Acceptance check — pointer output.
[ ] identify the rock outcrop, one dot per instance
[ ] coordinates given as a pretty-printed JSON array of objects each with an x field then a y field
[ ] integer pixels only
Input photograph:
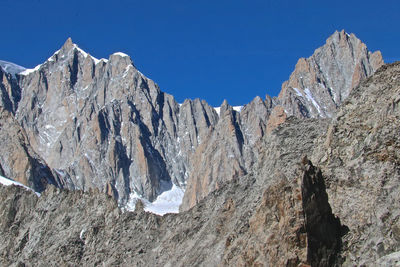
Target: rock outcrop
[
  {"x": 316, "y": 88},
  {"x": 103, "y": 124},
  {"x": 259, "y": 219},
  {"x": 284, "y": 211},
  {"x": 18, "y": 159},
  {"x": 360, "y": 157},
  {"x": 320, "y": 83}
]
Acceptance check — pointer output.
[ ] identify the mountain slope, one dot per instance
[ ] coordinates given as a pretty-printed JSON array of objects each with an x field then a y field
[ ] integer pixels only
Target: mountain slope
[
  {"x": 316, "y": 88},
  {"x": 103, "y": 124}
]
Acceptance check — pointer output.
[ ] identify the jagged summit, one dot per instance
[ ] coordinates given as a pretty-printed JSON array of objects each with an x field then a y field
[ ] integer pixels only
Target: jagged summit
[
  {"x": 320, "y": 83},
  {"x": 102, "y": 124},
  {"x": 11, "y": 68}
]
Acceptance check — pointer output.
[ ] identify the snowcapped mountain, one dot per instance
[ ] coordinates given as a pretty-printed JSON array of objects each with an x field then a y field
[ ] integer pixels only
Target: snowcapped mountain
[
  {"x": 11, "y": 67},
  {"x": 103, "y": 124}
]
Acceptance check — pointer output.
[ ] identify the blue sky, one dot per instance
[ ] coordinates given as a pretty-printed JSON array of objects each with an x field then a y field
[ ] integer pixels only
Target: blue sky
[{"x": 213, "y": 50}]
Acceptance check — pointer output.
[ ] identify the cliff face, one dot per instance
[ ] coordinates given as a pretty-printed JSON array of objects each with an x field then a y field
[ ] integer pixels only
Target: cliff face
[
  {"x": 316, "y": 88},
  {"x": 103, "y": 124},
  {"x": 240, "y": 224},
  {"x": 320, "y": 83},
  {"x": 360, "y": 156},
  {"x": 284, "y": 211}
]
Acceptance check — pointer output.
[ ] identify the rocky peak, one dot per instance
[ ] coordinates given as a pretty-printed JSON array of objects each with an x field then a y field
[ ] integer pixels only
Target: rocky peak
[{"x": 320, "y": 83}]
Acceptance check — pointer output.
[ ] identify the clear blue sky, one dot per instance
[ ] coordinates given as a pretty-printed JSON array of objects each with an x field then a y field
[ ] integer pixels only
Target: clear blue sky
[{"x": 213, "y": 50}]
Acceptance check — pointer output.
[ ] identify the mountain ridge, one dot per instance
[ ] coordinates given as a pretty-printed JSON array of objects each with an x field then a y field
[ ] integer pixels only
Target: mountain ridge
[{"x": 103, "y": 124}]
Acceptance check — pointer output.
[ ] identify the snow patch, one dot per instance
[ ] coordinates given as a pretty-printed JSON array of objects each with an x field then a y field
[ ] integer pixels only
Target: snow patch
[
  {"x": 167, "y": 202},
  {"x": 29, "y": 71},
  {"x": 310, "y": 98},
  {"x": 218, "y": 110},
  {"x": 8, "y": 182},
  {"x": 298, "y": 93},
  {"x": 121, "y": 54},
  {"x": 237, "y": 108},
  {"x": 11, "y": 67},
  {"x": 96, "y": 61}
]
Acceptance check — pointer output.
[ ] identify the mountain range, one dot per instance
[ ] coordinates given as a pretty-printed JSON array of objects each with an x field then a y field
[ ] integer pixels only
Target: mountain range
[{"x": 307, "y": 177}]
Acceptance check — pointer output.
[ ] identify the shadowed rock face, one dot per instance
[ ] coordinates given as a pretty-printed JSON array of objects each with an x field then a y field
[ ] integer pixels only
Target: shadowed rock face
[
  {"x": 316, "y": 88},
  {"x": 103, "y": 124},
  {"x": 320, "y": 83},
  {"x": 284, "y": 212},
  {"x": 232, "y": 226},
  {"x": 359, "y": 155},
  {"x": 18, "y": 159}
]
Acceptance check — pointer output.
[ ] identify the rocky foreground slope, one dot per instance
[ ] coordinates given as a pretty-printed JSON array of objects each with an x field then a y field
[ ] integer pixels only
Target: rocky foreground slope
[
  {"x": 342, "y": 209},
  {"x": 86, "y": 123}
]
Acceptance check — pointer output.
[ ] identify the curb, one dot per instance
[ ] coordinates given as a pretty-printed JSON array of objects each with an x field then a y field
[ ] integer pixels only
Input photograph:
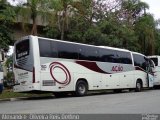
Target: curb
[{"x": 13, "y": 99}]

..........

(WHAT IS EXPECTED):
Everything in the material goes into the copy exactly, except the images.

(ANSWER BOX):
Acceptance check — pointer output.
[ ] identify the rock outcrop, one dot per instance
[ ] coordinates given as a pretty-printed JSON array of objects each with an x field then a y field
[ ] integer pixels only
Input photograph:
Target: rock outcrop
[
  {"x": 316, "y": 88},
  {"x": 103, "y": 124},
  {"x": 259, "y": 219},
  {"x": 284, "y": 211},
  {"x": 18, "y": 159},
  {"x": 360, "y": 157},
  {"x": 320, "y": 83}
]
Acceptance check — pointer output.
[ ] identify the mountain slope, one dot per instance
[ ] coordinates given as a pretty-printed JSON array of objects each with an x field then a y field
[ ] integer pixels only
Target: mountain slope
[
  {"x": 316, "y": 88},
  {"x": 103, "y": 124}
]
Acceptance check — pointer output.
[ ] identify the jagged summit, one dot per instance
[ ] coordinates given as a pretty-printed JSON array of objects each with an x field then a y field
[ ] integer pixels only
Target: jagged summit
[
  {"x": 320, "y": 83},
  {"x": 102, "y": 124},
  {"x": 11, "y": 68}
]
Acceptance check — pointer output.
[ ] identify the snowcapped mountain, one dot per instance
[ ] coordinates given as a pretty-printed JSON array of objects each with an x field then a y field
[ ] integer pixels only
Target: snowcapped mountain
[
  {"x": 11, "y": 67},
  {"x": 103, "y": 124}
]
Acceptance check — pointer output.
[ ] identify the blue sky, one dot per instance
[ ] coordinates given as a pretty-printed JSON array of objects each with an x field then a y field
[ ] integer pixels only
Target: blue sky
[{"x": 213, "y": 50}]
Acceptance check — pointer output.
[ ] identify the cliff face, one dot per instance
[ ] coordinates given as a pretty-printed JSON array of objects each with an x field then a y field
[ ] integer pixels only
Target: cliff face
[
  {"x": 316, "y": 88},
  {"x": 103, "y": 124},
  {"x": 240, "y": 224},
  {"x": 320, "y": 83},
  {"x": 360, "y": 156},
  {"x": 284, "y": 211}
]
Acceptance check — pointer output.
[ ] identify the rocky peak, one dot per instance
[ ] coordinates given as a pretty-printed JSON array of objects each with an x field then a y field
[ ] integer pixels only
Target: rocky peak
[{"x": 320, "y": 83}]
Acceptance check — pointer output.
[ ] identify the clear blue sky, one dot per instance
[ ] coordinates given as a pretty-printed JSON array of objects each with an x field then a y field
[ ] integer pixels only
Target: clear blue sky
[{"x": 213, "y": 50}]
Acceptance check — pointer output.
[ ] identify the mountain ridge, one dot per instance
[ ] coordinates given as a pretty-printed JSON array of objects each with an x field then a y field
[ ] integer pixels only
Target: mountain ridge
[{"x": 103, "y": 124}]
Acceptance check — pointer output.
[ ] identify the snow patch, one dot per instance
[ ] coordinates given as a pretty-printed JSON array of objects each with an x field then a y field
[ ] integer pixels only
Target: snow patch
[
  {"x": 167, "y": 202},
  {"x": 29, "y": 71},
  {"x": 310, "y": 98},
  {"x": 218, "y": 110},
  {"x": 8, "y": 182},
  {"x": 298, "y": 93},
  {"x": 121, "y": 54},
  {"x": 237, "y": 108},
  {"x": 11, "y": 67},
  {"x": 96, "y": 61}
]
Acceptance check — pointer output.
[ ] identify the mountain range, one dot per instance
[ ] coordinates given as a pretty-printed JSON array of objects each with an x field then a y field
[ ] integer pixels only
Target: mountain range
[{"x": 307, "y": 177}]
Acceptance check — pointer output.
[ ] identify the shadowed rock face, one dot per instance
[ ] coordinates given as a pretty-printed JSON array of objects each with an x field then a y field
[ ] integer pixels only
Target: shadowed rock face
[
  {"x": 316, "y": 88},
  {"x": 103, "y": 124},
  {"x": 320, "y": 83},
  {"x": 284, "y": 212},
  {"x": 232, "y": 226},
  {"x": 359, "y": 155},
  {"x": 18, "y": 159}
]
Acceptance check — pointer output.
[ ] identify the rocky foreground slope, one dot per instance
[ ] coordinates given as a pretty-printed JSON array of objects each with an x field then a y field
[ ] integer pixels only
Target: rocky foreground slope
[
  {"x": 342, "y": 209},
  {"x": 86, "y": 123}
]
Acceptance check — pointer output.
[ ] identify the curb, one dot per instance
[ ] coordinates given as a pretty-printed JSON array of objects each with an x field then a y field
[ ] integer pixels only
Input photograph:
Target: curb
[{"x": 13, "y": 99}]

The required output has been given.